*** Text under study Section Begins ***

Personal information
- Full name: Ridhwan bin Osman
- Date of birth: 27 December 1987 (age 38)
- Place of birth: Singapore
- Height: 1.62 m (5 ft 4 in)
- Position: Midfielder

Senior career*
- Years: Team / Apps / (Gls)
- 2010: Home United / 1 / (0)
- 2011: Balestier Khalsa / 27 / (0)
- 2012: Hougang United / 8 / (0)
- 2013: Woodlands Wellington / 11 / (0)

= Ridhwan Osman =

Singaporean footballer

Ridhwan Osman is a retired footballer who last played for Woodlands Wellington in the S.League.

Ridhwan was part of the Young Lions team which represented Singapore in the inaugural edition of the Thanh Nien Cup in 2007, helping the Young Lions achieve a second runner-up position in the regional U-21 international football tournament which is held annually in Vietnam.

*** Text under study Section Ends ***
*** Dataset entries Section Begins ***

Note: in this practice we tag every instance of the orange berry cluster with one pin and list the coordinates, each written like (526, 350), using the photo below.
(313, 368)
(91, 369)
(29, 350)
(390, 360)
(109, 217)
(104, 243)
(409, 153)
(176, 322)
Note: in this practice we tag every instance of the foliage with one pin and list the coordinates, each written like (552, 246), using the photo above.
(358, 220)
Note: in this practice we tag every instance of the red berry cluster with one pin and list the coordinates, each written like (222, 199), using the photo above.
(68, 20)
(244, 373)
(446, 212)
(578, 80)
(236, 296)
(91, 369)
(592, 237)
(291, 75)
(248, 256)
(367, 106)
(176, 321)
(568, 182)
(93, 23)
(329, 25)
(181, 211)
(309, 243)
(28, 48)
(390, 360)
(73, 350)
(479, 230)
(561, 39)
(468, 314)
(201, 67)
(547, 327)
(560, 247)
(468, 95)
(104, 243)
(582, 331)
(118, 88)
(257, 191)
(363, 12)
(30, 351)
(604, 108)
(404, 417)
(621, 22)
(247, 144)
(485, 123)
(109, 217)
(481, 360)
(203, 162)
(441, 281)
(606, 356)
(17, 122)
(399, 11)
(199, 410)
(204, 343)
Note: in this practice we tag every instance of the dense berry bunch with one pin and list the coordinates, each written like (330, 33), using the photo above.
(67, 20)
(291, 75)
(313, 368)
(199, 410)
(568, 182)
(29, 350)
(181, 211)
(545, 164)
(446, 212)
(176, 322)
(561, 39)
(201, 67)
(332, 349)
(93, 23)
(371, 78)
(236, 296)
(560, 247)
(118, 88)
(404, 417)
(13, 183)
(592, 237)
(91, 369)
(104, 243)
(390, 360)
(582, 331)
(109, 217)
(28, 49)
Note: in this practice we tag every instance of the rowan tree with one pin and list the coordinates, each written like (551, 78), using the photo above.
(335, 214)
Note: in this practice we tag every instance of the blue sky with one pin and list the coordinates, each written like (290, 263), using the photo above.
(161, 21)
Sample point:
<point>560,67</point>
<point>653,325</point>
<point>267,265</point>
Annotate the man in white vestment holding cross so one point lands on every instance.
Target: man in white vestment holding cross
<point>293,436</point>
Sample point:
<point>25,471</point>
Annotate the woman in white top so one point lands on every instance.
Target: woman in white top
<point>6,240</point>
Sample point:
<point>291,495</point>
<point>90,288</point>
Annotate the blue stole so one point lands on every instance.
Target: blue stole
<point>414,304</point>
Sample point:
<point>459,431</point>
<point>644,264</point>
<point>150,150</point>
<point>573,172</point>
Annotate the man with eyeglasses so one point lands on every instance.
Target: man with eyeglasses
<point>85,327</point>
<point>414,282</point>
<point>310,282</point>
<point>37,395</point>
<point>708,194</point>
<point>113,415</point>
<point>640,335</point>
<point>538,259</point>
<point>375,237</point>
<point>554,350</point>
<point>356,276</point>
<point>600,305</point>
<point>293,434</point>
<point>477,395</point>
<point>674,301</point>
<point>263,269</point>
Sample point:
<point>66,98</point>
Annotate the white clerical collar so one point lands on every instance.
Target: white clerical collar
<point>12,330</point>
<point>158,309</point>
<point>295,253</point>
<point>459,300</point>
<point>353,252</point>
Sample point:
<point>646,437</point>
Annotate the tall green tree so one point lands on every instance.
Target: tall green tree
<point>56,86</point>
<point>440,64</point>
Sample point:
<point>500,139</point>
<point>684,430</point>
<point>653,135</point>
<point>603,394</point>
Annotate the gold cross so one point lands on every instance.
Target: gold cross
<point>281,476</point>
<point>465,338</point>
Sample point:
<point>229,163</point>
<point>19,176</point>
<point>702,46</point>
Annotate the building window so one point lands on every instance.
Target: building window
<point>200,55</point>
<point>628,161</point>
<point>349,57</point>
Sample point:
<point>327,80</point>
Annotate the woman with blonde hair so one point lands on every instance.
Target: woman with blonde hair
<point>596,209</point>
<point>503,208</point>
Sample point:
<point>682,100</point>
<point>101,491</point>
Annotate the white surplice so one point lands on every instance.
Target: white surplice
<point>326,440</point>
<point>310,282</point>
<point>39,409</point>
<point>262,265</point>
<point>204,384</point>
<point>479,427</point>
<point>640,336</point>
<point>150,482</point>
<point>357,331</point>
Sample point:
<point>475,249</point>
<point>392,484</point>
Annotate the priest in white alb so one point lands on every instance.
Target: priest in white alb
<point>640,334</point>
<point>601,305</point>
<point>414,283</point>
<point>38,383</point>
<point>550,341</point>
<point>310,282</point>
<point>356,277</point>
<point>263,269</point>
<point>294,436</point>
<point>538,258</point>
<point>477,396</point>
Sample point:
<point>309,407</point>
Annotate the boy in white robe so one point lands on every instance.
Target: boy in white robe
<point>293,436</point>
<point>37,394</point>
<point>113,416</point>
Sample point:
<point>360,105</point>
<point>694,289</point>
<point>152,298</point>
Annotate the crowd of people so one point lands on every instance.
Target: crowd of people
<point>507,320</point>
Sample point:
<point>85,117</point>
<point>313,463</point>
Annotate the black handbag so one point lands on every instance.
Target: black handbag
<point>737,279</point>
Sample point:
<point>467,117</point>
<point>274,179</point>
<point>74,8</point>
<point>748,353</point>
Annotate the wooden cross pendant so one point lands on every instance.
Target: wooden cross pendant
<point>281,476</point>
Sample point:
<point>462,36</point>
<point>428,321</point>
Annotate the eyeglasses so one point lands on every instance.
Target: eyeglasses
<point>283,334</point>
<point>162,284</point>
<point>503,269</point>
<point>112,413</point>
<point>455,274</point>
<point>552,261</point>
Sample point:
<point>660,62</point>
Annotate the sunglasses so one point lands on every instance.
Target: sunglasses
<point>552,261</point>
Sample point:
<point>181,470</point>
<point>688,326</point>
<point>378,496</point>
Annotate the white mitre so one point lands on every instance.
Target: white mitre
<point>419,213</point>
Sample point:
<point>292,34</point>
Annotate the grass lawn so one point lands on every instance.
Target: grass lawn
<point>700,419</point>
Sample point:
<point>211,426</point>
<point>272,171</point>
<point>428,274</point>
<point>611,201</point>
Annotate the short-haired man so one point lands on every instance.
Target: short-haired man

*** Dataset entries Section Ends ***

Actions to take
1) According to the Ridhwan Osman profile, which club did he last play for?
2) Please swap "retired" for "former" and write out the Ridhwan Osman profile from "Singaporean footballer" up to and including "annually in Vietnam." with that change.

Results by task
1) Woodlands Wellington, in the S.League.

2)
Singaporean footballer

Ridhwan Osman is a former footballer who last played for Woodlands Wellington in the S.League.

Ridhwan was part of the Young Lions team which represented Singapore in the inaugural edition of the Thanh Nien Cup in 2007, helping the Young Lions achieve a second runner-up position in the regional U-21 international football tournament which is held annually in Vietnam.